◆ Goal ◆
Extract every line of the data below and reproduce each one word for word, without any change.

Source records:
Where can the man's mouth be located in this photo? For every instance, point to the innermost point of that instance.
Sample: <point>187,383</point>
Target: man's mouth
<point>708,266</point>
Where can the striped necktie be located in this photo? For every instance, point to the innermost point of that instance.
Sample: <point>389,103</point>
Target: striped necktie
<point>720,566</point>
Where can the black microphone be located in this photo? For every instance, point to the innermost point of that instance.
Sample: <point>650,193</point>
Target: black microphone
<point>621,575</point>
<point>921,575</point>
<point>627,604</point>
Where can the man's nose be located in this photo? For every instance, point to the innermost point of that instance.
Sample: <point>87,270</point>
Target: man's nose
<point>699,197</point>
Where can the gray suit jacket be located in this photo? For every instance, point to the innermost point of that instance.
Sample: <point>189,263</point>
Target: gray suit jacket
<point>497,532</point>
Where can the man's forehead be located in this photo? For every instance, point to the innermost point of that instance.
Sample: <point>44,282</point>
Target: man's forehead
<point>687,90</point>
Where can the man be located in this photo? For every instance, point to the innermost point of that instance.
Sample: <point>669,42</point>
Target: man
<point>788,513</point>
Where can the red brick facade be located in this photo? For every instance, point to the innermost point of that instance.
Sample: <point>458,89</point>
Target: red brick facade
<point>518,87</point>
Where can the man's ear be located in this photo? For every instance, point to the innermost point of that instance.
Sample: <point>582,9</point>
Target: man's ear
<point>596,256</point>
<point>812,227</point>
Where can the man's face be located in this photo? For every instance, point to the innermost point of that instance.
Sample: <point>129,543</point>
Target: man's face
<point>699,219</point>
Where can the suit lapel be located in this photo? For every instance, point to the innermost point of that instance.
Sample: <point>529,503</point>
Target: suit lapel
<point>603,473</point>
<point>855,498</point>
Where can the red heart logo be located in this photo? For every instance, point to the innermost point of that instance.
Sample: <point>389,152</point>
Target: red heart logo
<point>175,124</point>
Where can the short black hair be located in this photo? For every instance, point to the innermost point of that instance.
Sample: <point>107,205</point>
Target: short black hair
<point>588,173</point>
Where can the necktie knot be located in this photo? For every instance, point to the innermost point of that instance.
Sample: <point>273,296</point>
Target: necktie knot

◆ Output of the task ◆
Where can the man's mouth be located in this photo? For every instance, point to the innermost point of that instance.
Sample: <point>187,383</point>
Target: man's mouth
<point>708,266</point>
Where can the striped necktie be located in this photo? For every instance, point to the innermost point of that instance.
Sample: <point>389,103</point>
Target: striped necktie
<point>720,566</point>
Where can the black microphone be located in this photo? For every instance, point to the innermost point of that instance.
Sample: <point>650,193</point>
Target: black microphone
<point>621,575</point>
<point>921,575</point>
<point>627,604</point>
Where can the man's nose be located in this photo? For every instance, point to the innermost point of that instance.
Sample: <point>87,270</point>
Target: man's nose
<point>699,197</point>
Where can the gray suit jacket be located in this photo? For every instance, point to the innermost point of that instance.
Sample: <point>189,263</point>
Target: gray suit jacket
<point>497,532</point>
Where can the man's forehead be located in this photo? For every instance, point to the innermost point of that instance.
Sample: <point>44,282</point>
Target: man's forehead
<point>687,90</point>
Where can the man be located in this photo? For every instance, point to the innermost point of that instance.
Sample: <point>669,42</point>
Target: man
<point>788,513</point>
Where can the red brick facade be located in this photo? For every instance, point to the innermost point of that instance.
Sample: <point>458,89</point>
Target: red brick facade
<point>518,87</point>
Where can the man's ear be located in this photo? For every instance, point to the innermost point of that instance.
Sample: <point>582,9</point>
Target: man's ear
<point>596,256</point>
<point>812,227</point>
Where can the man's face be located in this photo? For every instance, point to the innermost point of that instance.
Sample: <point>129,543</point>
Target: man's face
<point>699,219</point>
Where can the suit lapel be located in this photo? For every instance, point to the innermost point of that instance.
Sample: <point>529,503</point>
Target: suit lapel
<point>603,473</point>
<point>855,498</point>
Where can the red heart logo be located in this photo? For every instance, point to the innermost point of that instance.
Sample: <point>389,152</point>
Target: red heart logo
<point>175,124</point>
Where can the short black hair be located in this photo? For every instance, point to the innermost point of that instance.
Sample: <point>107,205</point>
Target: short black hair
<point>588,173</point>
Where can the necktie knot be located in this photo? For every instance, point to the innermost point of that instance.
Sample: <point>273,296</point>
Target: necktie knot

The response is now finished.